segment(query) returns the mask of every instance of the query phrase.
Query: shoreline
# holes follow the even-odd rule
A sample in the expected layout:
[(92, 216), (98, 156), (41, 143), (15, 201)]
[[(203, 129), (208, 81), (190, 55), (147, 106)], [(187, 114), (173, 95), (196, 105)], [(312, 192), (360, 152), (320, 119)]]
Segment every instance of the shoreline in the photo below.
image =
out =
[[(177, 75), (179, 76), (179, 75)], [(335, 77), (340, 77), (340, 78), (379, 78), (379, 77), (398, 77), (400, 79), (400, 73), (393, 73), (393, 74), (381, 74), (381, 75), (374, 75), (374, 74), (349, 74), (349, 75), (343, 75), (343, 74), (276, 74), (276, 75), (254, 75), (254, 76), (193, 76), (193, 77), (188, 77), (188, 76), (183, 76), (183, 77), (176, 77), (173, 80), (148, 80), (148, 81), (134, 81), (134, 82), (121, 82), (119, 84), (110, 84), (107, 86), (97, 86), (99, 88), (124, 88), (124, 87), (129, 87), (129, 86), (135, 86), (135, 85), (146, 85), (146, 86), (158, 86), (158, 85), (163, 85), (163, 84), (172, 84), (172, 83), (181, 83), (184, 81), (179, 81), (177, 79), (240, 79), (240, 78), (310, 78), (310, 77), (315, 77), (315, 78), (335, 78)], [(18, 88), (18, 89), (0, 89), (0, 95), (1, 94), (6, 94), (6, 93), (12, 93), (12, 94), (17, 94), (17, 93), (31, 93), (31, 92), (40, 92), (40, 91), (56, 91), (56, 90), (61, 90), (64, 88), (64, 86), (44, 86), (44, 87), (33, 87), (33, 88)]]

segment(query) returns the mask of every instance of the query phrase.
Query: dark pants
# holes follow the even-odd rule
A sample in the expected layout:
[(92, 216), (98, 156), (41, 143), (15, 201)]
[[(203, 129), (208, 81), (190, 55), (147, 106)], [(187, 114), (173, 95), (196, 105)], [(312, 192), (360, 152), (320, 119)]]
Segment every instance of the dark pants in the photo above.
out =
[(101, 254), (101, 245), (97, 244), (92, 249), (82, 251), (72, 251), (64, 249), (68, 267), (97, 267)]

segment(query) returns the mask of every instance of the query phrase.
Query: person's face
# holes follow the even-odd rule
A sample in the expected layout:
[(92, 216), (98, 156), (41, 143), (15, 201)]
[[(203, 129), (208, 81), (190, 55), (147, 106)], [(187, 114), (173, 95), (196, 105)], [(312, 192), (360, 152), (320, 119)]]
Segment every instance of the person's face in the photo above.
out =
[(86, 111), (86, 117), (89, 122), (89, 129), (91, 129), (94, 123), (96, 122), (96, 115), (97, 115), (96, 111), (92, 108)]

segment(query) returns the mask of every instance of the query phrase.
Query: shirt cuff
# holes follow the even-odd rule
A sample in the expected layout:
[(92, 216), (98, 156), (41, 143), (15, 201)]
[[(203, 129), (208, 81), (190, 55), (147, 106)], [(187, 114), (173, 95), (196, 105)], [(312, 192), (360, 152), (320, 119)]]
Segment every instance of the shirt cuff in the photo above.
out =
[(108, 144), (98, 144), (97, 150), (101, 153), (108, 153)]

--

— Problem statement —
Make a verbatim copy of every entry shown above.

— Result below —
segment(query) returns the mask of every instance of the query phrase.
Query: shoreline
# holes follow the even-odd rule
A sample in the expected layout:
[(92, 216), (98, 156), (41, 143), (15, 201)]
[[(203, 129), (208, 81), (190, 55), (147, 106)], [(187, 114), (173, 95), (196, 105)], [(312, 192), (360, 152), (320, 119)]]
Segment every instance of the shoreline in the photo below.
image =
out =
[[(177, 75), (179, 76), (179, 75)], [(335, 77), (340, 77), (340, 78), (379, 78), (379, 77), (398, 77), (400, 79), (400, 73), (393, 73), (393, 74), (381, 74), (381, 75), (374, 75), (374, 74), (349, 74), (349, 75), (343, 75), (343, 74), (276, 74), (276, 75), (254, 75), (254, 76), (193, 76), (193, 77), (188, 77), (188, 76), (183, 76), (183, 77), (176, 77), (173, 80), (148, 80), (148, 81), (134, 81), (134, 82), (121, 82), (119, 84), (110, 84), (107, 86), (97, 86), (99, 88), (124, 88), (124, 87), (129, 87), (129, 86), (135, 86), (135, 85), (146, 85), (146, 86), (158, 86), (158, 85), (163, 85), (163, 84), (172, 84), (172, 83), (181, 83), (184, 81), (179, 81), (177, 79), (240, 79), (240, 78), (310, 78), (310, 77), (315, 77), (315, 78), (335, 78)], [(18, 88), (18, 89), (0, 89), (0, 95), (1, 94), (6, 94), (6, 93), (12, 93), (12, 94), (17, 94), (17, 93), (31, 93), (31, 92), (40, 92), (40, 91), (56, 91), (56, 90), (61, 90), (64, 88), (64, 86), (44, 86), (44, 87), (33, 87), (33, 88)]]

segment(query) returns the mask of every instance of the query phrase.
Query: dark pants
# holes follow the even-odd rule
A sample in the expected layout:
[(92, 216), (98, 156), (41, 143), (15, 201)]
[[(203, 129), (208, 81), (190, 55), (147, 106)], [(187, 114), (173, 95), (196, 105)], [(312, 192), (360, 152), (320, 119)]]
Segment every instance of the dark pants in the photo above.
out =
[(101, 254), (101, 245), (97, 244), (92, 249), (82, 251), (72, 251), (64, 249), (68, 267), (97, 267)]

segment(query) returns the mask of every instance of the query phrase.
Query: person's face
# holes follow the even-odd rule
A sample in the expected layout:
[(92, 216), (98, 156), (41, 143), (15, 201)]
[[(203, 129), (208, 81), (190, 55), (147, 106)], [(187, 114), (173, 95), (196, 105)], [(312, 192), (360, 152), (320, 119)]]
Segment every instance of the person's face in the photo above.
out =
[(86, 111), (86, 117), (89, 122), (89, 129), (91, 129), (94, 123), (96, 122), (96, 115), (97, 115), (96, 111), (92, 108)]

segment(query) returns the mask of every instance of the query phrase.
Query: shirt cuff
# holes follow the even-odd rule
A sample in the expected layout:
[(92, 216), (98, 156), (41, 143), (15, 201)]
[[(203, 129), (208, 81), (190, 55), (147, 106)], [(187, 114), (173, 95), (196, 105)], [(312, 192), (360, 152), (320, 119)]]
Segment every instance of the shirt cuff in the photo above.
out =
[(108, 144), (98, 144), (97, 150), (101, 153), (108, 153)]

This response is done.